[Excerpts from a pointing dataset]
========================

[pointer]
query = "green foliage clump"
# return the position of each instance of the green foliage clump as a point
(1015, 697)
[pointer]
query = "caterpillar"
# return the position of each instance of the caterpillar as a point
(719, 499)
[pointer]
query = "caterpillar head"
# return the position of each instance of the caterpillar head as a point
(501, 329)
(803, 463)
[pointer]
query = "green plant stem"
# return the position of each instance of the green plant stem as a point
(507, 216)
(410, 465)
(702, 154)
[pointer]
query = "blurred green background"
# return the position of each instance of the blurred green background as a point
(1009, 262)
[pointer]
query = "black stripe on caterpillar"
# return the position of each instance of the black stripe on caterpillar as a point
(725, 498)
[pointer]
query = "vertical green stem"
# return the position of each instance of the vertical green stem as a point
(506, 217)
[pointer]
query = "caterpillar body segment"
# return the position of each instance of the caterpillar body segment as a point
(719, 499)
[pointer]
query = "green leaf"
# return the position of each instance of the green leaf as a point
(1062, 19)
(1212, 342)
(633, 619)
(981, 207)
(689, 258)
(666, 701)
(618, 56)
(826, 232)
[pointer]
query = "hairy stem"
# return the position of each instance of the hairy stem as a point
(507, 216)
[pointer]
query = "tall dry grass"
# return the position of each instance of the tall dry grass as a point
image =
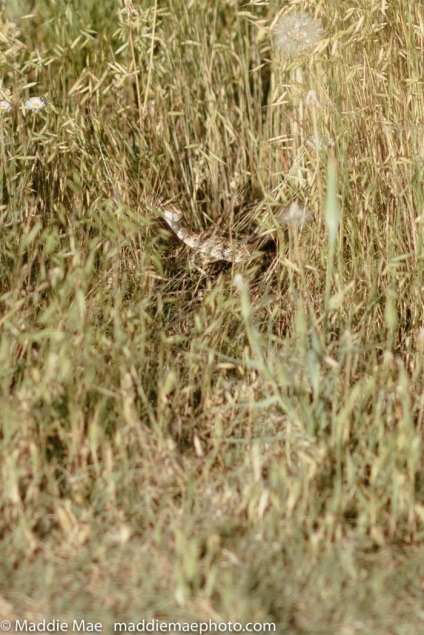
(189, 441)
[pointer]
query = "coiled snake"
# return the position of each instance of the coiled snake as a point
(215, 248)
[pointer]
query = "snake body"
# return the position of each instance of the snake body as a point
(215, 248)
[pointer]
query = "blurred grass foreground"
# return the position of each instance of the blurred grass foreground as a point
(184, 440)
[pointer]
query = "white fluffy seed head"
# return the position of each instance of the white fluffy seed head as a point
(297, 33)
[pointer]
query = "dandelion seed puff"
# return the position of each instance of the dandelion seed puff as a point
(297, 33)
(35, 103)
(311, 99)
(294, 214)
(5, 105)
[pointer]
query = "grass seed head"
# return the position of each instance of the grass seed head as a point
(5, 105)
(35, 104)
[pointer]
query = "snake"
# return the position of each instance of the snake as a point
(215, 248)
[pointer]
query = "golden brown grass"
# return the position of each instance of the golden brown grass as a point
(174, 445)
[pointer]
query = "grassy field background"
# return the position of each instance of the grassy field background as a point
(174, 445)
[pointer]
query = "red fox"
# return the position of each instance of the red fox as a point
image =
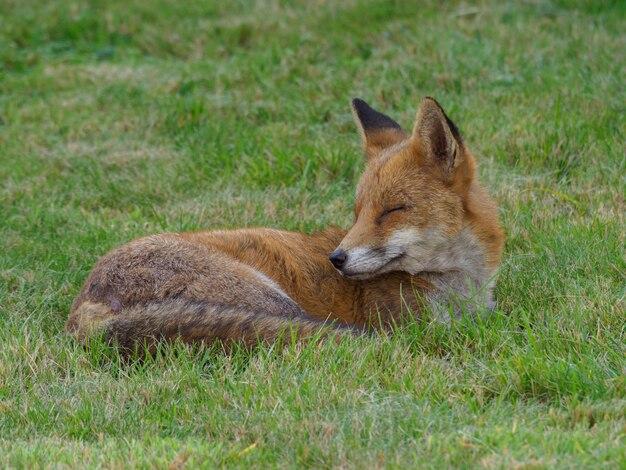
(426, 236)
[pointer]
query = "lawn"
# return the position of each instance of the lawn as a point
(125, 118)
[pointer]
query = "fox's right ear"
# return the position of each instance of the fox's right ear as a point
(378, 131)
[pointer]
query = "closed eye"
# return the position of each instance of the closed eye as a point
(386, 212)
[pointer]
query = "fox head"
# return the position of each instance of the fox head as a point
(419, 207)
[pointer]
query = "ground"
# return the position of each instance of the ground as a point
(125, 118)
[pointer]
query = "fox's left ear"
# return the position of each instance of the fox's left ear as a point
(438, 136)
(378, 131)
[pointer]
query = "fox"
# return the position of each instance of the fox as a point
(426, 237)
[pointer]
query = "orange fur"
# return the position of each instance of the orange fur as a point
(424, 229)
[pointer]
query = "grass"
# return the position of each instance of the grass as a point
(125, 118)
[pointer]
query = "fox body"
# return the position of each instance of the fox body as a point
(426, 235)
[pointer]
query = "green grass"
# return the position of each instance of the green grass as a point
(125, 118)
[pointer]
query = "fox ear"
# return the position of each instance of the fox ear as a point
(438, 136)
(378, 131)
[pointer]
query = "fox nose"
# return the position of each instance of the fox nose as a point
(338, 258)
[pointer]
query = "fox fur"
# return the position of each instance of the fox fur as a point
(426, 235)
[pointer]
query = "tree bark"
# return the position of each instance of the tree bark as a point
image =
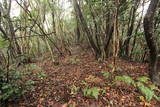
(86, 29)
(151, 42)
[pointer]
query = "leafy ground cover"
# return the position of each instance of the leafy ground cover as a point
(80, 81)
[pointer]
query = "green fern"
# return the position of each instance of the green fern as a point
(149, 94)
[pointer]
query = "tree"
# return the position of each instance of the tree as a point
(151, 41)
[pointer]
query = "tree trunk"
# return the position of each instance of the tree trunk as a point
(86, 29)
(151, 42)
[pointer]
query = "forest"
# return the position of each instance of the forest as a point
(79, 53)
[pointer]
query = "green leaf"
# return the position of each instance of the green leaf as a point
(149, 94)
(143, 79)
(106, 75)
(128, 80)
(95, 92)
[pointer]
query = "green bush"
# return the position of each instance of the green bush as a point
(12, 85)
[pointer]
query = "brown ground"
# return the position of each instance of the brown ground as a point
(55, 91)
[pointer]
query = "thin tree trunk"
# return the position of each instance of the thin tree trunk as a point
(151, 42)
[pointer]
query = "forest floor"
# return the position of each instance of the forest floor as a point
(63, 85)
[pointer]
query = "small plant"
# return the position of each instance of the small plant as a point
(94, 92)
(143, 79)
(41, 75)
(74, 89)
(146, 91)
(128, 80)
(106, 74)
(74, 61)
(110, 66)
(118, 69)
(13, 87)
(149, 94)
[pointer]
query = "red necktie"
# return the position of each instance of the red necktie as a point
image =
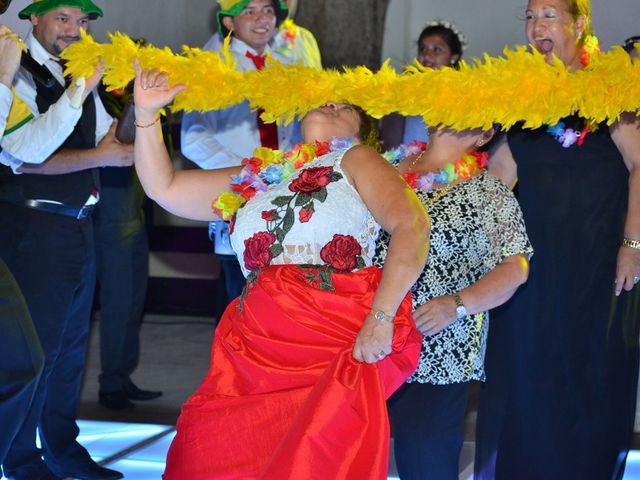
(268, 131)
(67, 78)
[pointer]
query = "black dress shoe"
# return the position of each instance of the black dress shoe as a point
(36, 470)
(93, 471)
(115, 400)
(134, 393)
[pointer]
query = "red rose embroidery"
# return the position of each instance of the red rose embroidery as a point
(311, 180)
(256, 250)
(254, 164)
(341, 252)
(269, 215)
(305, 215)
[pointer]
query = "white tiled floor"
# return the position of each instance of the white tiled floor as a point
(139, 450)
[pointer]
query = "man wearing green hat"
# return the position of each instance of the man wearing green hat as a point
(222, 138)
(47, 242)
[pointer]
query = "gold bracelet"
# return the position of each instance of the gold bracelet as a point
(148, 125)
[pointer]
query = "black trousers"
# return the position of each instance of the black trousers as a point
(21, 360)
(122, 252)
(428, 429)
(52, 259)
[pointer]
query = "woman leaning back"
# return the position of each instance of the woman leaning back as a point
(562, 361)
(477, 259)
(302, 365)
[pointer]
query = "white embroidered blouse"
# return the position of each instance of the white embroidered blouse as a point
(302, 214)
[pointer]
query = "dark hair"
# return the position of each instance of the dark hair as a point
(369, 133)
(447, 34)
(629, 43)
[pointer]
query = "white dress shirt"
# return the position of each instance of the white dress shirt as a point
(222, 138)
(5, 105)
(39, 138)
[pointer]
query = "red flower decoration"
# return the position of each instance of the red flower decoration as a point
(305, 215)
(254, 163)
(410, 178)
(322, 148)
(269, 215)
(311, 180)
(341, 252)
(256, 250)
(245, 189)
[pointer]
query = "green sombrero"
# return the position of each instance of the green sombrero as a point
(40, 7)
(231, 8)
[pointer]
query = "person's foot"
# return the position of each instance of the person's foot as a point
(134, 393)
(32, 471)
(93, 471)
(115, 400)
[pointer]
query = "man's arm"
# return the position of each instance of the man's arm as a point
(10, 51)
(108, 153)
(199, 144)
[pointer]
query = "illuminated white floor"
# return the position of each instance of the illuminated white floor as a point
(139, 450)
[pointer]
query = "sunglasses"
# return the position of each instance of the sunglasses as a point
(629, 42)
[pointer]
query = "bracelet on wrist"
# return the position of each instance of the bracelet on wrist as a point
(135, 122)
(382, 316)
(628, 242)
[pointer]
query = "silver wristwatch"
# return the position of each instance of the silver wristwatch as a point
(461, 310)
(382, 316)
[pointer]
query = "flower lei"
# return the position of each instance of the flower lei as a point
(267, 167)
(464, 168)
(569, 136)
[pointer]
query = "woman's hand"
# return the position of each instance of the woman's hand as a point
(628, 268)
(435, 315)
(373, 342)
(82, 87)
(151, 92)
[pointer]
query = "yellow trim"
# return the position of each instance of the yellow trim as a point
(518, 86)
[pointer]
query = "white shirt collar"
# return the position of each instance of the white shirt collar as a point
(238, 46)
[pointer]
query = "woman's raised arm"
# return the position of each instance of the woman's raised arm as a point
(186, 193)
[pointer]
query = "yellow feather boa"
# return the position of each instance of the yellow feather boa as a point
(518, 86)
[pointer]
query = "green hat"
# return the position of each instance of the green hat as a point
(231, 8)
(40, 7)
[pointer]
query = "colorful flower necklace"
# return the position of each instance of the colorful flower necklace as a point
(267, 167)
(466, 167)
(569, 136)
(287, 37)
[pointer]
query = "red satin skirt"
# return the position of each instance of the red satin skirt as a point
(284, 398)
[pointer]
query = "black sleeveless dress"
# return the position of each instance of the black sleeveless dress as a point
(562, 359)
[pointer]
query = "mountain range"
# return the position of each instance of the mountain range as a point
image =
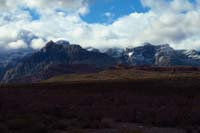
(61, 57)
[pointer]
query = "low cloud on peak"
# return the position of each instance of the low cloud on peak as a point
(166, 21)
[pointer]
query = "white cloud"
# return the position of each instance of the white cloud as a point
(37, 43)
(16, 45)
(175, 22)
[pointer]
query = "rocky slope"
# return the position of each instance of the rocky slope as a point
(61, 57)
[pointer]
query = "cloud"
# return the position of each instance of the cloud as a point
(37, 43)
(168, 21)
(16, 45)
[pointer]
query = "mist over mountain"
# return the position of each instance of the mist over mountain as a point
(61, 57)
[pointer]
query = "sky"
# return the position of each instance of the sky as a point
(100, 23)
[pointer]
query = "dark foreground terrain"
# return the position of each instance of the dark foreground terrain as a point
(170, 103)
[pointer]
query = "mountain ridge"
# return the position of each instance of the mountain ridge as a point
(60, 57)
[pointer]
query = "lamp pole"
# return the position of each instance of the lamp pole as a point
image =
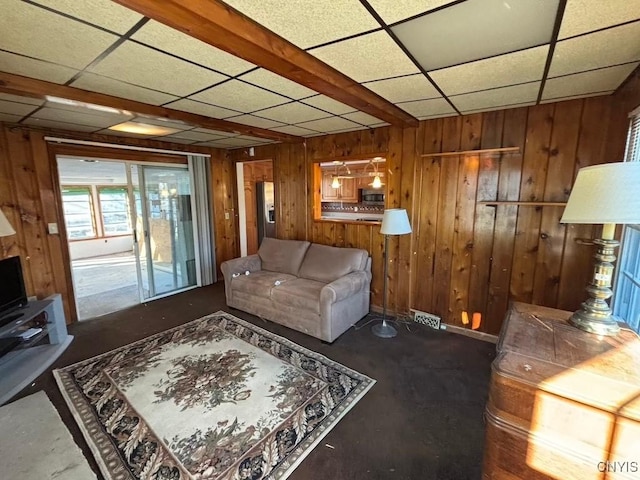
(384, 330)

========================

Request » List every line in the entries above that contains the word "trim".

Reply »
query = "yellow trim"
# return the position of each instance of the yellow trim as a point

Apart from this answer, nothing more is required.